Text section
==========

She and Robert were founding members, in March 1913, of the New Zealand Freedom League, and the children also became involved. The organisation was established with the aim of having the Defence Act 1909 and an amendment act of 1912 repealed. The defence acts introduced compulsory military training for young men and boys, and the Pudneys, as Friends, opposed the measure because they saw it as preparation for war. Though Friends were exempt from military training, because pacifism was a tenet of the Society, they argued that there should be exemption on grounds of individual conscience, and also that alternative service (provided for under the act) was unacceptable.
The Freedom League was founded by members of the Auckland branch of the International Arbitration and Peace Association. Eliza Jane had been active in 1912–13 with an allied organisation, the Auckland Women’s Peace Committee. As a member of its women’s committee, Eliza Jane Pudney was involved in preparing and distributing literature, collecting funds and arranging public lectures. She also monitored defence act cases in the Magistrate’s Court and assisted boys who were prosecuted and taken into military detention.

==========

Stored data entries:
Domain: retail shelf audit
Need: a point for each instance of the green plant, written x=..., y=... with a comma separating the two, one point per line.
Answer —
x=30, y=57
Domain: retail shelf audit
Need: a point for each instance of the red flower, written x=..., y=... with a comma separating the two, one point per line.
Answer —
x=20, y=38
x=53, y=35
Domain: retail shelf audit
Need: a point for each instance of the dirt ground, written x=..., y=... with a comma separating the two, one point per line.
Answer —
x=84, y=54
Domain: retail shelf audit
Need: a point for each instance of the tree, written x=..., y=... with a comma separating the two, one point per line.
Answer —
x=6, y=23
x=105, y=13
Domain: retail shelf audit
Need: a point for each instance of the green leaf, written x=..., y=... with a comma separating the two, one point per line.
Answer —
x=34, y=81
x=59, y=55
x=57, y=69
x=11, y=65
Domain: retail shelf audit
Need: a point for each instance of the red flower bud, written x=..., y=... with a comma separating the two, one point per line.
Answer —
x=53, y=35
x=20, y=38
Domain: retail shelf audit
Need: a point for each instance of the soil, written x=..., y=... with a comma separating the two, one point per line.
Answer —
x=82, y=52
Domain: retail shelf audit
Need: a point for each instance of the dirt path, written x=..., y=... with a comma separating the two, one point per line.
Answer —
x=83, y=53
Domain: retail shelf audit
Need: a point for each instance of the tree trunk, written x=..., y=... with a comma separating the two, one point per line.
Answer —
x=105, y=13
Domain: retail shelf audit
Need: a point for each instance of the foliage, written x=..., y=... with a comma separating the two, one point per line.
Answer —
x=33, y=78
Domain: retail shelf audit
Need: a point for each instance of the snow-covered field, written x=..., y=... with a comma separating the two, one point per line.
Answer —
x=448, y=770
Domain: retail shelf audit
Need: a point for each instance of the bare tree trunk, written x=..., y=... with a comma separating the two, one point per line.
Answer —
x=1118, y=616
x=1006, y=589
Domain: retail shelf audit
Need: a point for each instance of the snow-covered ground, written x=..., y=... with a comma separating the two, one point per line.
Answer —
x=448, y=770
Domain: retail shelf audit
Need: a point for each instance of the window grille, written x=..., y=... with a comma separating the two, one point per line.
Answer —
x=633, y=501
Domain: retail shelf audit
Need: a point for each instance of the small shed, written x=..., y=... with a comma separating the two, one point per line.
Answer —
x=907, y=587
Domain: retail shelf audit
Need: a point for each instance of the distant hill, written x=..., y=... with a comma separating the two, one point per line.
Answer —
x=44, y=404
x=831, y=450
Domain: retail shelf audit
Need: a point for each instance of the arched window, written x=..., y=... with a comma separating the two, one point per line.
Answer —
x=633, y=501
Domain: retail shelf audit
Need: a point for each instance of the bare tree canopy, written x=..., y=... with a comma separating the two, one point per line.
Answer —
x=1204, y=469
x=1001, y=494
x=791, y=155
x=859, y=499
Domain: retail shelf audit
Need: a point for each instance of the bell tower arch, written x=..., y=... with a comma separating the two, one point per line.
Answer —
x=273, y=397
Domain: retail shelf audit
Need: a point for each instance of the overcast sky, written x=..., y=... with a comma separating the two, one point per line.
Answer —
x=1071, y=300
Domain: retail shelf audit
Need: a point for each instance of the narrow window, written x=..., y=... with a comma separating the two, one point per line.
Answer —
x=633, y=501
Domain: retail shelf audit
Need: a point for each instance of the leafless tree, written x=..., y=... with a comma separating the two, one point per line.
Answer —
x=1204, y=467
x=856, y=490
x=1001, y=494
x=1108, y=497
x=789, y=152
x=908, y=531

==========

Pull out the full passage above on Eliza Jane Pudney and the New Zealand Freedom League, reproducing it word for word.

She and Robert were founding members, in March 1913, of the New Zealand Freedom League, and the children also became involved. The organisation was established with the aim of having the Defence Act 1909 and an amendment act of 1912 repealed. The defence acts introduced compulsory military training for young men and boys, and the Pudneys, as Friends, opposed the measure because they saw it as preparation for war. Though Friends were exempt from military training, because pacifism was a tenet of the Society, they argued that there should be exemption on grounds of individual conscience, and also that alternative service (provided for under the act) was unacceptable.
The Freedom League was founded by members of the Auckland branch of the International Arbitration and Peace Association. Eliza Jane had been active in 1912–13 with an allied organisation, the Auckland Women’s Peace Committee. As a member of its women’s committee, Eliza Jane Pudney was involved in preparing and distributing literature, collecting funds and arranging public lectures. She also monitored defence act cases in the Magistrate’s Court and assisted boys who were prosecuted and taken into military detention.